[The request]: Reproduce all of the material below word for word, omitting the pictures.
# Data supplied start
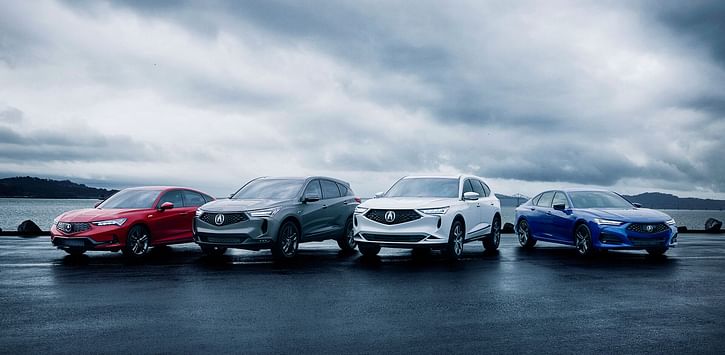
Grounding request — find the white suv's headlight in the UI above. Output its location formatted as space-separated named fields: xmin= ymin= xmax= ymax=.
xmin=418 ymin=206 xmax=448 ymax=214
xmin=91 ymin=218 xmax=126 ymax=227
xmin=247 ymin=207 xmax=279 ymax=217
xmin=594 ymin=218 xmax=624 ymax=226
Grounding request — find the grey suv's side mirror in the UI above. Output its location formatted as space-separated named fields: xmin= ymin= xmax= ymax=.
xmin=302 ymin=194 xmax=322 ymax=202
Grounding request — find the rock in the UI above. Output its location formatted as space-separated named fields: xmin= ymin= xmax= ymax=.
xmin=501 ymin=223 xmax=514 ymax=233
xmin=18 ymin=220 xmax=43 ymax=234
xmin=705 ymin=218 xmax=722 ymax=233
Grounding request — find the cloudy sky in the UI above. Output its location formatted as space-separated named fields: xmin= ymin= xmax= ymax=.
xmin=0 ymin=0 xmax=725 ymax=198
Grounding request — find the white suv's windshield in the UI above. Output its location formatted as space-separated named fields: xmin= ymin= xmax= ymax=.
# Data supplied end
[Result for this exercise]:
Grounding request — find the white suv's headlight in the UI above. Output its location formatted as space-separated named fields: xmin= ymin= xmax= ymax=.
xmin=418 ymin=206 xmax=448 ymax=214
xmin=91 ymin=218 xmax=126 ymax=227
xmin=247 ymin=207 xmax=279 ymax=217
xmin=594 ymin=218 xmax=624 ymax=226
Grounding request — find the grey suv's side mirror in the UI above. Output its location formatted as space-separated named fields: xmin= ymin= xmax= ymax=.
xmin=302 ymin=194 xmax=322 ymax=202
Grounding request — find the rock in the UI above. Output its location formatted as space-separated named fields: xmin= ymin= xmax= ymax=.
xmin=501 ymin=223 xmax=514 ymax=233
xmin=18 ymin=220 xmax=43 ymax=234
xmin=705 ymin=218 xmax=722 ymax=233
Grounding request — find the cloudy sky in the UI above. Output its location formatted as space-separated named fields: xmin= ymin= xmax= ymax=.
xmin=0 ymin=0 xmax=725 ymax=198
Grounding request — find the white suv's windshield in the UI above. Output its location formatted as space-separated named fields: xmin= ymin= xmax= ymax=.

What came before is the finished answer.